### Goal:
Drop every picture and give the entries back exactly.

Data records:
— Begin —
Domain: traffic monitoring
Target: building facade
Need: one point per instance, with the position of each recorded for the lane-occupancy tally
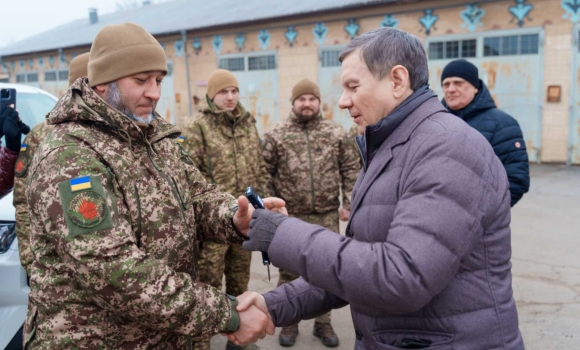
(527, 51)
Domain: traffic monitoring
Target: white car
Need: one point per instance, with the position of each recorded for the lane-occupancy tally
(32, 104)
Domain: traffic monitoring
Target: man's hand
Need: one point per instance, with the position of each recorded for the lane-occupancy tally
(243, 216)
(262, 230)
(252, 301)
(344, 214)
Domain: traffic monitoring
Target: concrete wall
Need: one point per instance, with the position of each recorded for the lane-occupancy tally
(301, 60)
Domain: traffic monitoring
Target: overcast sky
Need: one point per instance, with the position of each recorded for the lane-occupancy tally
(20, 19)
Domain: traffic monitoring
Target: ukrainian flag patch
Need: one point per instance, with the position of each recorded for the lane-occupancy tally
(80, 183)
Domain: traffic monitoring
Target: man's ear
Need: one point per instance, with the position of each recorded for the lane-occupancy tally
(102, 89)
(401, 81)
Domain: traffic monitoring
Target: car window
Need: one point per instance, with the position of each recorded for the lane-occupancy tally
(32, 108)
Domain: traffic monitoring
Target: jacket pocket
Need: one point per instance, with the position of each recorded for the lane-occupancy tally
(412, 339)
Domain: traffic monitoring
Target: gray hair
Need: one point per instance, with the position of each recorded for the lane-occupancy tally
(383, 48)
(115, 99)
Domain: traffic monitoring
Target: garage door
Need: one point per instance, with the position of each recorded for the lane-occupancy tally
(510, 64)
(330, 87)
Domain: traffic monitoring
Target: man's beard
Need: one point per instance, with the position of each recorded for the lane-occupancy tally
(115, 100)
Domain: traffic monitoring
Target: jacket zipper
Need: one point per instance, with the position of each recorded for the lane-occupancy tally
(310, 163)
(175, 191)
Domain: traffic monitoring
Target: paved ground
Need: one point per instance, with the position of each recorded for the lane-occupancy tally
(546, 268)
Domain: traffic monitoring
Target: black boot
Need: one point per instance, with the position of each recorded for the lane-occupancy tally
— End —
### Problem solution:
Domain: traffic monitoring
Target: building facade
Need: one point per instance, with the position of each recorded for the lane-occupancy tally
(527, 51)
Domain: traffic monitoring
Target: white car
Need: one point per instance, with the position of each recorded for the lane-occupancy tally
(32, 104)
Domain: traffic monitoring
Target: man's hand
Need: one point per instance, with the position of each recorded for the lane-occupancy tally
(243, 216)
(262, 230)
(252, 301)
(344, 214)
Domain: traffic monitoring
Target: concrete wall
Need: one point per instance, with the position of each recorded for the lane-occupancy tally
(301, 60)
Domain: traffic monitoring
Target: overcast sky
Need: one point per instance, with the position of each recorded for the lane-occupancy tally
(20, 19)
Domain: traffic monitoring
Target: ukrainian flag patch
Need: one point per instance, with the position of each recorded for the lane-occupancy tally
(80, 183)
Domain: traffic monitoring
Target: man's ear
Need: one point per instance, with the position of each recorded for the lane-occupancy tally
(102, 89)
(401, 81)
Domain: traffic monitoring
Target: car window
Need: one point per instance, with the position of each recorded for the lane-occupancy tally
(32, 108)
Domain: traffic monitoring
Target: jacket pocket
Need: one point per instance, with the position of each recorded for the lane-occupancy tally
(412, 339)
Domain: traffic monitoring
Target: gray hair
Need: one point per instance, with the position of each recorded for the lane-occupancy tally
(383, 48)
(115, 99)
Domain: traffic monitoring
Target: garage door
Need: one point per instance, with the position of each recorded for the lane-occupancy tally
(510, 64)
(330, 87)
Domain: traffic monitoring
Target: man's beard
Need: one point per instance, with the position of each recorded for the lane-occupancy tally
(115, 100)
Domain: traffic monitoring
Target: jacket zipper
Need: one point per instance, with the position of each recorded for the lane-occupancy tally
(310, 163)
(175, 191)
Domain: traffic monitoring
Target: paved ground
Need: one point per instance, with the position of each recorded for the lane-occupancy tally
(546, 268)
Domain: traffic monitoring
Target: black boot
Need: one point per instance, with the position of each recorded for the lane-occupancy tally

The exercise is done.